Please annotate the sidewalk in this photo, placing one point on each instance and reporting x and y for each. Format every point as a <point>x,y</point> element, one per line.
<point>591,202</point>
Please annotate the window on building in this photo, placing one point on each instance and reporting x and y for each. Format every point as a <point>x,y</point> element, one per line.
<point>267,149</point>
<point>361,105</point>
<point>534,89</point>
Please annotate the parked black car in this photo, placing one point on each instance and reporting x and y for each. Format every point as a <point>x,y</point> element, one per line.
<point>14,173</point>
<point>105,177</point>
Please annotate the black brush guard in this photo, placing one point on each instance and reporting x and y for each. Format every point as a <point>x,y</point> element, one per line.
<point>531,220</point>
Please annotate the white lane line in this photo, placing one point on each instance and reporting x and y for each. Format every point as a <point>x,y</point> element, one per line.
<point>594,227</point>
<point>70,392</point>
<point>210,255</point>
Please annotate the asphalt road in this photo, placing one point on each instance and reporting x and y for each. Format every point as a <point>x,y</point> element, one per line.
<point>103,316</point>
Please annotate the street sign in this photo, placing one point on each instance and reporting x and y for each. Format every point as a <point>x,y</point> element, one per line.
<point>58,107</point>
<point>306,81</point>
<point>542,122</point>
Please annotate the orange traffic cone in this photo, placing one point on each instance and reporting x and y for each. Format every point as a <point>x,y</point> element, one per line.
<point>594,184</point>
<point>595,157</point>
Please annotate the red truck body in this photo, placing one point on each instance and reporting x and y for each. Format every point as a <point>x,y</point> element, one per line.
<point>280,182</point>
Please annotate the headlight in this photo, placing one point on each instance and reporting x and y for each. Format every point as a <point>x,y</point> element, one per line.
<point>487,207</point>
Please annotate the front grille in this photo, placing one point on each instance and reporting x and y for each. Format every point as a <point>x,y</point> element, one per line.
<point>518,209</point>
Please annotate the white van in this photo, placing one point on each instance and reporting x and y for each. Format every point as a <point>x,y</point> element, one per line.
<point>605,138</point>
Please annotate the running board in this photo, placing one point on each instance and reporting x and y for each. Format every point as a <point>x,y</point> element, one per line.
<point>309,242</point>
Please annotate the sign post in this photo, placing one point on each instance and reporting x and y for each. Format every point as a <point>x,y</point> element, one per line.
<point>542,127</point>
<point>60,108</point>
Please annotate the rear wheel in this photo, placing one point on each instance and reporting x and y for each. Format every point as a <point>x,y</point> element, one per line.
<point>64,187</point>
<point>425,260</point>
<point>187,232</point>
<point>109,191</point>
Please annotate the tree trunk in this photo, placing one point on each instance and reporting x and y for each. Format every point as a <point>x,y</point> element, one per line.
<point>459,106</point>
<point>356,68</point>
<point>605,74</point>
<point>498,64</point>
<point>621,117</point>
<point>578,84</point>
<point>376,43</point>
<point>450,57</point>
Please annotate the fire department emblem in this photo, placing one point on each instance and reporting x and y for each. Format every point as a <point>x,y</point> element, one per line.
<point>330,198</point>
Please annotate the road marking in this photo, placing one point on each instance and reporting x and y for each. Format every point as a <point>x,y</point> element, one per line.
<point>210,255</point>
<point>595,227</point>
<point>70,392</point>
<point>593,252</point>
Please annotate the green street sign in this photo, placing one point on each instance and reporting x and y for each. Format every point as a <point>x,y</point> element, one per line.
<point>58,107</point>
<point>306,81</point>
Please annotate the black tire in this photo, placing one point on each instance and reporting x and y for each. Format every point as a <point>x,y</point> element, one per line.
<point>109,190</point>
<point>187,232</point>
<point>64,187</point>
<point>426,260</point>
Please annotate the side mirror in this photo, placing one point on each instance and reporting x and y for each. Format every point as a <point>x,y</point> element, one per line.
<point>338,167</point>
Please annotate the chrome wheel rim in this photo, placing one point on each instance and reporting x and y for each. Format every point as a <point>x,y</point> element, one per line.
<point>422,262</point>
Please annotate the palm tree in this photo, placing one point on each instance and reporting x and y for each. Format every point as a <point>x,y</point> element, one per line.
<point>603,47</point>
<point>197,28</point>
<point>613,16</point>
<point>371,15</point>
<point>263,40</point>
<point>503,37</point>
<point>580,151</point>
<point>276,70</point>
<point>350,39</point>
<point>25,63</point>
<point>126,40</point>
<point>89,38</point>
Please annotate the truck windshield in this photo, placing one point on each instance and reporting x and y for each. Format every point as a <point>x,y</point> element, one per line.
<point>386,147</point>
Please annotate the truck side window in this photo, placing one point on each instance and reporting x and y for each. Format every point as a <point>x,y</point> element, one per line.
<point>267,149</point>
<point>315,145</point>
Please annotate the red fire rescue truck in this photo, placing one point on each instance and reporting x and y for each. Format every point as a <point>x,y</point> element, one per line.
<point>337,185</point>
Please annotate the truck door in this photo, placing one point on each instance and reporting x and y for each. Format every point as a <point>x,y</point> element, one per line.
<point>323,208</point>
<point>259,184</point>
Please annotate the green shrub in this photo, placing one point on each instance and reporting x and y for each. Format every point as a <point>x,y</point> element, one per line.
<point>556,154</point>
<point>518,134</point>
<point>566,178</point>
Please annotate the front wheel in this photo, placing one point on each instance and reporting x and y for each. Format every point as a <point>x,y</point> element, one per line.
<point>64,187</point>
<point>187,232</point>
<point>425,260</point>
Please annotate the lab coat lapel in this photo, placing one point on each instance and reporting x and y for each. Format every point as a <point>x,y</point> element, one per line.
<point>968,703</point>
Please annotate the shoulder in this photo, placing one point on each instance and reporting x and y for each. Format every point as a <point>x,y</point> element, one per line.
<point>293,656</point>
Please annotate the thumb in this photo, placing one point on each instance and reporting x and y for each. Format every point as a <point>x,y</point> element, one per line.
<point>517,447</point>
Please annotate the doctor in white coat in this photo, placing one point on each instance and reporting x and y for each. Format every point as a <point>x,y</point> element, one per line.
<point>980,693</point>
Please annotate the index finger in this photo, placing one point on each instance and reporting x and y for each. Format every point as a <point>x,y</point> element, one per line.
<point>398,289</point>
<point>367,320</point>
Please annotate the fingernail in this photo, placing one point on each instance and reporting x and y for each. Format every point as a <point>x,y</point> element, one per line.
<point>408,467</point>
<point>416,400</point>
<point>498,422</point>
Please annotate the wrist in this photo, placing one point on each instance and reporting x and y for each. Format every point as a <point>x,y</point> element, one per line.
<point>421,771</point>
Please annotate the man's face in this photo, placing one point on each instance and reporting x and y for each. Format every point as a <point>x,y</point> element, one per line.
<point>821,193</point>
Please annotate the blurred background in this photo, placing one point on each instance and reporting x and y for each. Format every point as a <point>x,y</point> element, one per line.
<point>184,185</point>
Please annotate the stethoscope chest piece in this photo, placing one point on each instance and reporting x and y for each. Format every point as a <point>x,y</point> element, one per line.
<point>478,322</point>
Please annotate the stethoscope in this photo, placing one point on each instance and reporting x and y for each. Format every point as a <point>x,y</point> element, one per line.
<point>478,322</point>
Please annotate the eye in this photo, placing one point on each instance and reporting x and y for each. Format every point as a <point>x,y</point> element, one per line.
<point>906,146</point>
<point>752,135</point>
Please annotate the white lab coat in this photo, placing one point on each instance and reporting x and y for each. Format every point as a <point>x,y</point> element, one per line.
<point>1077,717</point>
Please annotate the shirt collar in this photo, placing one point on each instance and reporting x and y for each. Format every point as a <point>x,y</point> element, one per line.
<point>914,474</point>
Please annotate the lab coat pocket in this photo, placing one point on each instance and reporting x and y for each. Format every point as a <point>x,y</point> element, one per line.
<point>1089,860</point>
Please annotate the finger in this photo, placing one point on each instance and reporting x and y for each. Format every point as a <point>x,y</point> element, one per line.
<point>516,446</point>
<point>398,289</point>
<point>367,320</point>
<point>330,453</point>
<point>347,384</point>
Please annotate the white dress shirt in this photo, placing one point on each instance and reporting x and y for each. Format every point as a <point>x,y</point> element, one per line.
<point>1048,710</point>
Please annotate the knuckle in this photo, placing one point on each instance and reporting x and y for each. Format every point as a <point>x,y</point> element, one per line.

+---+

**The request**
Format the material from the line with "Please annotate the stethoscope chest" to the line with "<point>347,384</point>" as a two-column CSV with the headers entry and points. Give one row per entry, with its wording under entry and everything that follows it under points, each field in quotes and any line breaks turned into spaces.

**Answer in full**
entry,points
"Please annotate the stethoscope chest piece in this photo, placing one point on each instance and reporting x and y for each. Format every point as a <point>x,y</point> element, one per line.","<point>478,322</point>"
"Please annotate the stethoscope in this photo, placing one point on each instance and reporting x and y for each. Format every point as a <point>x,y</point> element, one per line.","<point>478,322</point>"
"Please annotate the eye in this photo, placing one point on each instance and reporting x and y for each. Format every point as a <point>x,y</point> element, one per line.","<point>906,146</point> <point>752,135</point>"
"Please annotate the white lab coat in this photo, placing one point on each instance and reporting x and y for each. Format every point as a <point>x,y</point> element, one per line.","<point>1077,717</point>"
"Please annotate the shirt collar in this photo, placing one point on each instance and reporting x and y for each. Format every point as a <point>x,y</point> element, one per line.","<point>914,474</point>"
"Please annotate the lab coat pocket in this photo, placing one point on each instance and reporting x and y for each. Format every point as a <point>x,y</point> element, one per line.","<point>1089,860</point>"
"Please annotate the finger in this photo, placing one point on each instance and reporting x and y for each. Format every point as a <point>x,y</point> element, one per line.","<point>516,446</point> <point>398,289</point> <point>367,320</point> <point>330,453</point> <point>347,384</point>"